Write out each line of the material again, word for word.

_RECORD SET_:
START

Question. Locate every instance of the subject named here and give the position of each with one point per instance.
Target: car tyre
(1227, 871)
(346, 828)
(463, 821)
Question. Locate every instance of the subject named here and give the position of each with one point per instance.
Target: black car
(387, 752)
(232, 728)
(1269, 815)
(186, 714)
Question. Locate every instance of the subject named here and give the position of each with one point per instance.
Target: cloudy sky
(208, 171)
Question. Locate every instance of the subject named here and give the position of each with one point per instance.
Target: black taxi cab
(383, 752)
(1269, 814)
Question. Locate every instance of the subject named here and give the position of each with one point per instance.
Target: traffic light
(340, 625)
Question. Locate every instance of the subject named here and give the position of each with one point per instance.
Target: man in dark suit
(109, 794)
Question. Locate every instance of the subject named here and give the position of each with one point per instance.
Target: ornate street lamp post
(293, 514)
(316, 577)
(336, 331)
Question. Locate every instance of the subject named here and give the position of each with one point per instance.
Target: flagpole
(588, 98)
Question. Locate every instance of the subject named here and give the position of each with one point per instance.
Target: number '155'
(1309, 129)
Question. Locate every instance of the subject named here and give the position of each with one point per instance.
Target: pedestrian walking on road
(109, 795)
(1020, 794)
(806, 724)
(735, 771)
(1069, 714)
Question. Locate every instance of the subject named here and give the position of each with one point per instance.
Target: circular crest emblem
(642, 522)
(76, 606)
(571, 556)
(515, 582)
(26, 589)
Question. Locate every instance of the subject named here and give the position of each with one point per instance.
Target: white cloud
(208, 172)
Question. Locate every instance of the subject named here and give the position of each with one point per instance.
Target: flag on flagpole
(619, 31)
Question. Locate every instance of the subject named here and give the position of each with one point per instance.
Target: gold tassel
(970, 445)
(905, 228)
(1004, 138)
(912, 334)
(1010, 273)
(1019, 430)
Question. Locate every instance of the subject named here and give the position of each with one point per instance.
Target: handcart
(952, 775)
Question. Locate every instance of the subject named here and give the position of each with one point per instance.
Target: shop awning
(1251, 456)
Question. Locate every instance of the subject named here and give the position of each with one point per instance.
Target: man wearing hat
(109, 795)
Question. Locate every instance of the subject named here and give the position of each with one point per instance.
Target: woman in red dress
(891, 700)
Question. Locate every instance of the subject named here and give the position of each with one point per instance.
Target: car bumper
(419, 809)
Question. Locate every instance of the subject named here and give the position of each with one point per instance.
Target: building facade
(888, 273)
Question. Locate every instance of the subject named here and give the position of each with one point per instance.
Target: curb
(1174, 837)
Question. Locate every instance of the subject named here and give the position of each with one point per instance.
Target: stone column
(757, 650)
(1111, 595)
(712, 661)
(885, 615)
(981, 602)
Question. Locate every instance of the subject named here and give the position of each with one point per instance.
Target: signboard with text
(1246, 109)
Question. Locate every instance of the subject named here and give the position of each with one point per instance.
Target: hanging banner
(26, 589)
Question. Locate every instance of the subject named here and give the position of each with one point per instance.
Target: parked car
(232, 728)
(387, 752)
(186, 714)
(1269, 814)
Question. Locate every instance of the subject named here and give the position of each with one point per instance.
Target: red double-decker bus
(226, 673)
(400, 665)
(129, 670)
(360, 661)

END

_RESULT BELOW_:
Question. Locate every instance of the subject named here and give the position of each with one point per instance.
Target: car tyre
(1227, 871)
(346, 828)
(463, 821)
Question. Locate every instance of the subject named here and give the position of each with one point per instance.
Target: black car
(387, 752)
(232, 728)
(1269, 815)
(186, 714)
Question. Locate every instance of the subject named here and give the position of each with one point per instance.
Target: cloudy sky
(208, 171)
Question. Locate every instance of the subject named here and give the position of each with one point per instance.
Target: black taxi cab
(383, 752)
(1269, 814)
Question. Locate every instance of the subject named here and give the position of each with one point per instance.
Target: traffic light
(340, 625)
Question. Locate every instance of the subject named here and give the position of each with one point per instance.
Target: man in dark suit
(109, 794)
Question. Locate every instance of the subject named here and give the position of each with one point per instance.
Target: ornate street lamp post
(293, 514)
(316, 577)
(336, 331)
Question. Locate every instance of the subject named here and give the position of each with one point per instance.
Target: flagpole
(588, 98)
Question. Locate every instance of the subject named here and give the position of each with one point per instance.
Target: number '155'
(1309, 129)
Question. Locate every instance of the subject named here and give the position of each with one point per instance.
Target: pedestrian walking on road
(109, 795)
(1020, 794)
(806, 724)
(735, 771)
(1069, 714)
Question. Locate every instance of the subject named here and give the position of each with one point per instance.
Target: circular crest emblem
(642, 522)
(76, 606)
(571, 556)
(515, 582)
(26, 589)
Question. Locate every instance of the subject named here and give the position of each with one point per instance.
Target: white cloud
(208, 172)
Question. Locate every instance of the subject named here and give the position of each with one point per instance.
Target: flag on flagpole
(619, 31)
Question. Locate every instance of the subject named here and give the position of each with one point per instance.
Target: gold tassel
(970, 445)
(905, 228)
(1004, 138)
(912, 334)
(1010, 273)
(1019, 430)
Question. Locate every instance of the subject named here and give the position of each with one point per instance.
Target: handcart
(952, 775)
Question. Locate every instance of the subject named here and give the position of each with one point per instance.
Target: shop awning
(1251, 456)
Question. Locate every instance of the subject named here and give the position of each with one point per instance.
Target: man wearing hat
(109, 795)
Question. Locate every instance of the subject named here and give the position of each with one point per instance.
Target: woman in red dress
(891, 700)
Question. Locate every instance of the subject named here and give the position of each with one point per instance.
Target: car bumper
(419, 809)
Question. Locate every instance of the subject named here and give the position of each with one point per instance.
Target: building facade
(888, 273)
Question. Locate every instance of the subject named here and give the position of each with one point per instance.
Target: curb
(1174, 837)
Question. Locate every instance of the subject named here and give the position of each with one point per instance.
Target: stone column
(757, 650)
(1111, 595)
(712, 661)
(885, 615)
(981, 602)
Question. Locate every instance of the subject named here and give the position of each with one point per instance.
Target: signboard with text
(1246, 109)
Question. Locate every instance of the subject named here and give the position of each with one point per instance.
Target: hanging banner
(26, 589)
Question. Locate every instance of the subject named here and give the position of each with one point per instance.
Target: parked car
(232, 728)
(387, 752)
(186, 714)
(1269, 814)
Question. Locate every instance of the subject named here and give the position of each with one point per instance.
Target: red double-decker bus
(226, 673)
(400, 665)
(129, 670)
(360, 661)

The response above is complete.